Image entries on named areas
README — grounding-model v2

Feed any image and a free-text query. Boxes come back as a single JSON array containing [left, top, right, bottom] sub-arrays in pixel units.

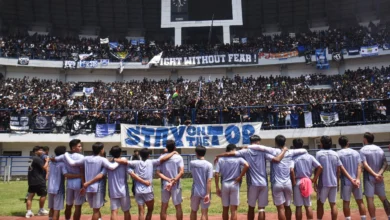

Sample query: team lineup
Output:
[[26, 132, 390, 220]]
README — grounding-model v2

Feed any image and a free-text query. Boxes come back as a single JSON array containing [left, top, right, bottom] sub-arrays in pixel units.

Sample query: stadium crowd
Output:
[[0, 23, 390, 62], [26, 132, 390, 220], [0, 64, 390, 130]]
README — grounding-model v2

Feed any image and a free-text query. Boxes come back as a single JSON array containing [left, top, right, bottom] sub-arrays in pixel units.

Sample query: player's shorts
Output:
[[66, 189, 85, 205], [110, 196, 131, 212], [221, 181, 240, 207], [364, 181, 386, 198], [47, 193, 65, 211], [135, 192, 154, 205], [248, 186, 268, 208], [340, 186, 363, 201], [161, 188, 183, 206], [294, 184, 311, 206], [191, 196, 211, 212], [87, 192, 104, 209], [317, 186, 337, 203], [272, 182, 292, 206], [28, 185, 47, 197]]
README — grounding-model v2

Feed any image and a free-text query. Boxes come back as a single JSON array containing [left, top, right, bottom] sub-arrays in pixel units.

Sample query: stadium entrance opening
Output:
[[182, 27, 223, 45]]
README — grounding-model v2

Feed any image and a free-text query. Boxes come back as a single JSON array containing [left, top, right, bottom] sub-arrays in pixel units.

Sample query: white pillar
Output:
[[175, 27, 181, 46], [223, 26, 230, 44]]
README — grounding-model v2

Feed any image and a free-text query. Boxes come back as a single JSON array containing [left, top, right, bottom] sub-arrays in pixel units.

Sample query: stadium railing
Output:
[[0, 154, 196, 178], [0, 99, 390, 133]]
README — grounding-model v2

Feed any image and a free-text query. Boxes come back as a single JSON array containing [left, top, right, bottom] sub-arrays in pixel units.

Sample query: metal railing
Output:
[[0, 100, 390, 133], [0, 154, 196, 176]]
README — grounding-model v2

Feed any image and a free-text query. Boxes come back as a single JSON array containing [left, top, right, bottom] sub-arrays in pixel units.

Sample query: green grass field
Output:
[[0, 172, 390, 216]]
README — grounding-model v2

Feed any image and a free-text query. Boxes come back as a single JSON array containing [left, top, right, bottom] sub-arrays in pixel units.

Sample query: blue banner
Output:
[[95, 124, 115, 137], [316, 49, 329, 69], [348, 47, 360, 56], [121, 122, 261, 148]]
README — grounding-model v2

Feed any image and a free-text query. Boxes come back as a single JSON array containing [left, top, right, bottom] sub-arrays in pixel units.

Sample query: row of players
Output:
[[26, 133, 390, 220]]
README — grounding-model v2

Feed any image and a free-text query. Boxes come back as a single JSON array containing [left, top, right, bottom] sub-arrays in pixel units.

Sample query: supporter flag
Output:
[[148, 52, 163, 66], [290, 113, 299, 128], [95, 124, 116, 137], [18, 56, 30, 65], [83, 87, 95, 96], [34, 116, 53, 131], [320, 112, 339, 126], [172, 91, 179, 99], [79, 53, 93, 60], [305, 51, 311, 65], [305, 112, 313, 128], [100, 38, 110, 44], [119, 60, 125, 73], [100, 59, 110, 66], [316, 49, 329, 69], [348, 47, 360, 56], [332, 52, 344, 62], [360, 46, 379, 57]]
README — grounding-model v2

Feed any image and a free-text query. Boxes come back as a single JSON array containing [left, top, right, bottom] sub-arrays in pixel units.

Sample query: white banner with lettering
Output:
[[121, 122, 262, 148]]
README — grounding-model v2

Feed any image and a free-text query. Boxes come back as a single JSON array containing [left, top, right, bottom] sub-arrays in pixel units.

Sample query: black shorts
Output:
[[28, 185, 47, 197]]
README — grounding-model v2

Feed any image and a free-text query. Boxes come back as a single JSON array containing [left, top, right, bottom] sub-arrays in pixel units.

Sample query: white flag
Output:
[[148, 52, 163, 65], [100, 38, 110, 44], [119, 60, 125, 73], [79, 53, 93, 60]]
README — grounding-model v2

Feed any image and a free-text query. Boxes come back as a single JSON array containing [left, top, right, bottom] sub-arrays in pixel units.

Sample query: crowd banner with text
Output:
[[95, 124, 115, 137], [9, 115, 30, 132], [121, 122, 262, 148], [320, 112, 339, 126], [360, 46, 379, 57], [158, 54, 259, 66], [259, 50, 299, 59], [316, 49, 329, 69]]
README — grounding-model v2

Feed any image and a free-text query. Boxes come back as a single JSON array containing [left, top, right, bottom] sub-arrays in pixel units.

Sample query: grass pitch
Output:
[[0, 172, 390, 216]]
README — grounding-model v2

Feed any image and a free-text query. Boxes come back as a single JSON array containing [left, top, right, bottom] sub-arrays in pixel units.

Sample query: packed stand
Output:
[[0, 23, 390, 62], [0, 67, 390, 132]]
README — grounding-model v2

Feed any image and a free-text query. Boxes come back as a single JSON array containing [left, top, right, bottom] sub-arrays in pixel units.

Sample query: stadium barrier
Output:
[[0, 146, 390, 180], [0, 99, 390, 134]]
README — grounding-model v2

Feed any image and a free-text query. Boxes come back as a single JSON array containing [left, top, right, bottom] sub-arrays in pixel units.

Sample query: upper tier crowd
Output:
[[0, 66, 390, 129], [0, 23, 390, 62]]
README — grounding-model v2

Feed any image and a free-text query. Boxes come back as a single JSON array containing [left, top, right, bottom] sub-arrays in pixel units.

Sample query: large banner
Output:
[[160, 54, 259, 66], [259, 50, 299, 59], [34, 116, 53, 130], [95, 124, 116, 137], [320, 112, 339, 126], [360, 46, 379, 57], [316, 49, 329, 69], [171, 0, 188, 21], [10, 116, 30, 132], [121, 122, 261, 148]]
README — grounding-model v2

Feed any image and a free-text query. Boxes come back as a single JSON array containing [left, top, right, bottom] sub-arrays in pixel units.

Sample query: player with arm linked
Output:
[[59, 142, 119, 220], [47, 146, 81, 220], [314, 136, 356, 220], [290, 138, 322, 220], [360, 132, 390, 220], [116, 148, 177, 220], [214, 135, 287, 220], [190, 146, 213, 220], [215, 144, 249, 220], [50, 139, 85, 220], [248, 135, 307, 220], [157, 140, 184, 220], [337, 136, 366, 220]]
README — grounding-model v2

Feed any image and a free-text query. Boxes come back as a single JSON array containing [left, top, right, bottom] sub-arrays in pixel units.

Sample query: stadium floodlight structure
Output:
[[161, 0, 243, 45]]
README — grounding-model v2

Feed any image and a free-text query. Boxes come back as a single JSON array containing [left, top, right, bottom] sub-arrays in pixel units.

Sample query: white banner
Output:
[[121, 122, 262, 148], [320, 112, 339, 126], [305, 112, 313, 128], [360, 46, 379, 57]]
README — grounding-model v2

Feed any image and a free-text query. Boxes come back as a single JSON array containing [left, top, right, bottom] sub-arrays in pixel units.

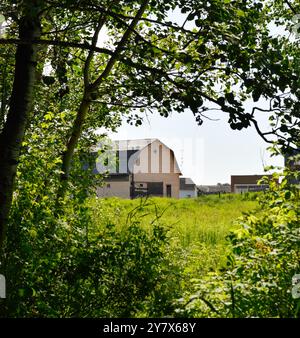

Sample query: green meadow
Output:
[[90, 194, 257, 279]]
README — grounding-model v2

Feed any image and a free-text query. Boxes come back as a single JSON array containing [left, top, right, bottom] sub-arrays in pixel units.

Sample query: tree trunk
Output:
[[57, 91, 90, 201], [0, 15, 41, 247]]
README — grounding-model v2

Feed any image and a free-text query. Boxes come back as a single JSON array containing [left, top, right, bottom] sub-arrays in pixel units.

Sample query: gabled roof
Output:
[[93, 138, 181, 175], [113, 138, 159, 150], [180, 177, 196, 190]]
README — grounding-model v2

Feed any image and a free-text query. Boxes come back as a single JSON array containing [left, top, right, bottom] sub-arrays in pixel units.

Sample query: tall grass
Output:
[[90, 194, 257, 284]]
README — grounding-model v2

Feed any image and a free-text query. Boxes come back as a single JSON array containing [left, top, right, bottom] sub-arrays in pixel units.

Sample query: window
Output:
[[167, 184, 172, 197]]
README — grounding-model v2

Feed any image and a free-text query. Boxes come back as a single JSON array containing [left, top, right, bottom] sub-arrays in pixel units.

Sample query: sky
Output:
[[98, 7, 283, 185], [108, 105, 283, 185]]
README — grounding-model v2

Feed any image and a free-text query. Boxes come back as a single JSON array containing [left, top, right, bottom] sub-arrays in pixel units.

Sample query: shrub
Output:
[[177, 171, 300, 317]]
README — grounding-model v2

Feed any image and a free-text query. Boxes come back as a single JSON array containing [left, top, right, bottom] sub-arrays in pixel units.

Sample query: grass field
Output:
[[90, 194, 257, 278]]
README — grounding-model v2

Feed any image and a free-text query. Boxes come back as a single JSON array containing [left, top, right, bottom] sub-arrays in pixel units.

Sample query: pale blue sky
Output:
[[108, 105, 283, 184], [102, 10, 283, 184]]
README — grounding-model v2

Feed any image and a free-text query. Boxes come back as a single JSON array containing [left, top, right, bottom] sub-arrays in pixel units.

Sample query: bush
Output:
[[177, 171, 300, 317]]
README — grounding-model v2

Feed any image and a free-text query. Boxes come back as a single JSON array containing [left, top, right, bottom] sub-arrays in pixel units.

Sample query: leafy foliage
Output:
[[178, 171, 300, 317]]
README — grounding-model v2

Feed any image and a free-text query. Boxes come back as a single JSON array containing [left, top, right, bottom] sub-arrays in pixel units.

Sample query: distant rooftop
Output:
[[113, 138, 158, 150], [93, 138, 158, 151]]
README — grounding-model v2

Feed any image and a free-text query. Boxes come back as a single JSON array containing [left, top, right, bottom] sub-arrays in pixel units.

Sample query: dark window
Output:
[[167, 184, 172, 197]]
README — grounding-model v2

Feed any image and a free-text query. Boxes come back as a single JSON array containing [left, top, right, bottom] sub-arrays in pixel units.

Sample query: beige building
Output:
[[97, 139, 181, 198]]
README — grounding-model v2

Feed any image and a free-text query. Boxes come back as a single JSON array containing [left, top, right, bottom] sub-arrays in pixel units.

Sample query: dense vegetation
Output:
[[2, 194, 257, 317], [0, 0, 300, 317]]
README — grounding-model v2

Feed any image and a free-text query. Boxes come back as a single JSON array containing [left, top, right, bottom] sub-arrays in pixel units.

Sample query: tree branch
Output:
[[0, 39, 114, 56], [89, 0, 149, 91]]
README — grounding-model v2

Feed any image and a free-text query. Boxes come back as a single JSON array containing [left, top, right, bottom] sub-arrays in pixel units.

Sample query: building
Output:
[[197, 183, 231, 195], [96, 139, 181, 198], [179, 177, 197, 198], [231, 175, 272, 193]]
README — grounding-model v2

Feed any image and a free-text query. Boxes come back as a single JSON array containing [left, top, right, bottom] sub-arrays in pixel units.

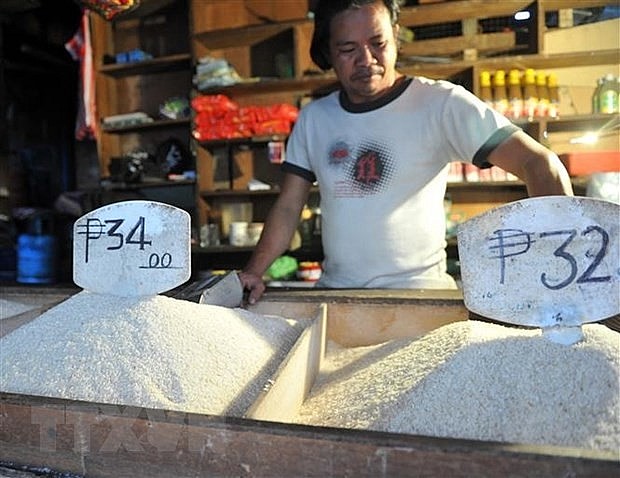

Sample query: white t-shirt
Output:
[[283, 78, 517, 288]]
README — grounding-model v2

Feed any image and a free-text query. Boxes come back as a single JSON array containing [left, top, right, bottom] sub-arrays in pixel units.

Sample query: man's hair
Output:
[[310, 0, 402, 70]]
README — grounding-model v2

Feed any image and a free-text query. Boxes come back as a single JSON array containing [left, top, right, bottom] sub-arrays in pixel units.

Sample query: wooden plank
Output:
[[195, 20, 307, 50], [0, 394, 620, 478], [399, 0, 532, 27], [399, 0, 609, 27], [327, 304, 469, 347], [245, 305, 327, 423], [399, 32, 516, 58], [253, 290, 469, 347]]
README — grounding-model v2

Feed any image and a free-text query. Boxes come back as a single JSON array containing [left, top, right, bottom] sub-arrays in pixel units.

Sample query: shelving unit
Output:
[[91, 0, 196, 215], [192, 0, 618, 233], [93, 0, 618, 268]]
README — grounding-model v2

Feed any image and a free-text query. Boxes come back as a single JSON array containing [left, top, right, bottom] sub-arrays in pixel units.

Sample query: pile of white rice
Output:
[[296, 321, 620, 452], [0, 291, 303, 416]]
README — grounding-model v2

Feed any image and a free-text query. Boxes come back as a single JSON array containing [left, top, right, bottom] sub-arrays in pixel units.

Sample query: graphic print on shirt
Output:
[[328, 141, 394, 198]]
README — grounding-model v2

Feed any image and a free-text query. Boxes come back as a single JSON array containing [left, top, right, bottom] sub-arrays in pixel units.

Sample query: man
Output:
[[240, 0, 572, 303]]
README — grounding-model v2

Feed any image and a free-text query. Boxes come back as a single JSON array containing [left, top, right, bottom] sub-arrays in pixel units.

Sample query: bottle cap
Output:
[[523, 68, 536, 83], [480, 70, 491, 86], [493, 70, 506, 86], [508, 70, 521, 85]]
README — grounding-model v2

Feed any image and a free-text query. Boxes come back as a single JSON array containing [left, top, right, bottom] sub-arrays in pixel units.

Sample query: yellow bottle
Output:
[[536, 72, 549, 118], [508, 70, 523, 119], [479, 70, 495, 108], [523, 68, 538, 120], [547, 73, 560, 119], [493, 70, 509, 115]]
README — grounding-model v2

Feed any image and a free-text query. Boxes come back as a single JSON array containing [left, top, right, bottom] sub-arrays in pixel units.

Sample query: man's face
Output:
[[329, 1, 398, 103]]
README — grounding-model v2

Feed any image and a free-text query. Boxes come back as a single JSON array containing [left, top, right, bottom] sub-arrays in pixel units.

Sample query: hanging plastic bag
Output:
[[76, 0, 140, 20]]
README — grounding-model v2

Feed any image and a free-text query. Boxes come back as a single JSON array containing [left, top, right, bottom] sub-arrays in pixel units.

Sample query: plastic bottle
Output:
[[599, 73, 619, 114], [480, 70, 495, 108], [493, 70, 509, 115], [547, 73, 560, 119], [592, 77, 605, 114], [508, 70, 523, 119], [523, 68, 538, 120], [536, 71, 549, 118]]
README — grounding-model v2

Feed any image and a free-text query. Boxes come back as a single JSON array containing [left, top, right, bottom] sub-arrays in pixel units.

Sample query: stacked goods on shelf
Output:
[[479, 68, 564, 121], [192, 95, 299, 141], [592, 73, 620, 114]]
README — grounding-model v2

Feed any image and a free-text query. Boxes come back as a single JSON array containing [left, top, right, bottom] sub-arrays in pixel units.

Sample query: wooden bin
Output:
[[0, 291, 620, 478]]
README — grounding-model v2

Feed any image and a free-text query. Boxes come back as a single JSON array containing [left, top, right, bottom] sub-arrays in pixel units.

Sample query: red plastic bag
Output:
[[77, 0, 140, 20]]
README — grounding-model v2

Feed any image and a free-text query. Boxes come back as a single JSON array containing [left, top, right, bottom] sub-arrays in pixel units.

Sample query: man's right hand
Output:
[[239, 271, 265, 304]]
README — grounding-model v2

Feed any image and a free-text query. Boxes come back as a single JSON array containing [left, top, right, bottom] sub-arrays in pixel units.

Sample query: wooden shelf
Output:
[[199, 134, 288, 148], [399, 0, 609, 27], [101, 118, 191, 134], [194, 20, 312, 50], [99, 53, 192, 78], [101, 179, 196, 191], [200, 187, 280, 199], [198, 73, 338, 96]]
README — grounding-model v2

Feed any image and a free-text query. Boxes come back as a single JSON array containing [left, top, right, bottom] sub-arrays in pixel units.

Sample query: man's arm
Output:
[[488, 131, 573, 197], [239, 173, 311, 304]]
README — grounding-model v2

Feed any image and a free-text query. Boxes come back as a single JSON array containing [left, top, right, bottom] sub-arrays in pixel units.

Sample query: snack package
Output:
[[76, 0, 140, 20]]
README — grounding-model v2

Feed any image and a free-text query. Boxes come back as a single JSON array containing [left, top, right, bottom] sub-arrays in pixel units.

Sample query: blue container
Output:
[[17, 234, 56, 284]]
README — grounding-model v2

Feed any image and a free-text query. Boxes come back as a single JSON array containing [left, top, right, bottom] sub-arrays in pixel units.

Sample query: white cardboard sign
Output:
[[458, 196, 620, 338], [73, 201, 191, 297]]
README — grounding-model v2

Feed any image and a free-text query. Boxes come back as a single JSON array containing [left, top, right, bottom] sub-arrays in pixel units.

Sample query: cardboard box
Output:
[[560, 151, 620, 176]]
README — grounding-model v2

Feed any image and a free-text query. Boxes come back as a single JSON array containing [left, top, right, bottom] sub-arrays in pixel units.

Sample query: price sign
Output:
[[73, 201, 191, 297], [458, 196, 620, 340]]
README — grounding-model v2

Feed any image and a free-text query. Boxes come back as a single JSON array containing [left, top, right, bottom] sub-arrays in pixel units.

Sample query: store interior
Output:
[[0, 0, 618, 284]]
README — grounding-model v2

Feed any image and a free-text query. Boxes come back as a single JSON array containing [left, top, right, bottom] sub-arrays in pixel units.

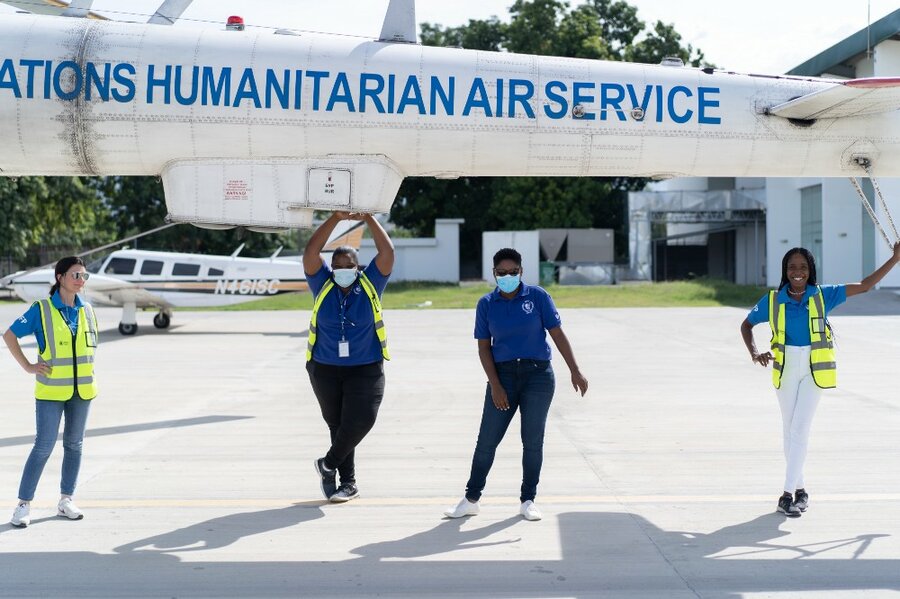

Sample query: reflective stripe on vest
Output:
[[306, 273, 391, 362], [769, 287, 837, 389], [34, 299, 98, 401]]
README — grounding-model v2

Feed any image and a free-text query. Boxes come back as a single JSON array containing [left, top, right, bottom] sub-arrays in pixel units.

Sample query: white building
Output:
[[629, 9, 900, 287]]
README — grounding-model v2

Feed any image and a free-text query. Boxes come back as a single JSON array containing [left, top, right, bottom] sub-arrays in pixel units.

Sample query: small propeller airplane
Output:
[[0, 0, 900, 230], [0, 220, 364, 335]]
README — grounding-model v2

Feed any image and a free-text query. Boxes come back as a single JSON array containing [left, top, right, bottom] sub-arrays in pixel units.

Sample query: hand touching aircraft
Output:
[[0, 0, 900, 229]]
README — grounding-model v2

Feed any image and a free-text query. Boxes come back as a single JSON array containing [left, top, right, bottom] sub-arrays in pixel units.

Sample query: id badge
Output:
[[812, 318, 825, 335]]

◆ **GIVEN REQUEST**:
Lay out the entries as a two-column CSV with the headers "prompt" and "output", one row per entry. Start at the top of the entries and stop after the line that contains "64, 390, 130]]". Put each value in a single quoted field with line breaks turned into spaces, and leave out the pictures.

◆ **WRITTEN ANSWER**:
prompt,output
"README — grounding-model v2 Feed any image and a free-text query. Boxes come back as a single JSON array containing [left, top, right, bottom] sub-arrays in pixel units. Sample query: team lineup Output:","[[26, 132, 390, 220]]"
"README — grounding-model v2 Feed any image and a free-text query. Boxes come back as a single JSON array containing [left, top, right, bottom] sub-arrays in pixel units. Sample query: stadium crowd Output:","[[0, 23, 390, 62], [26, 132, 390, 220], [0, 64, 390, 130]]"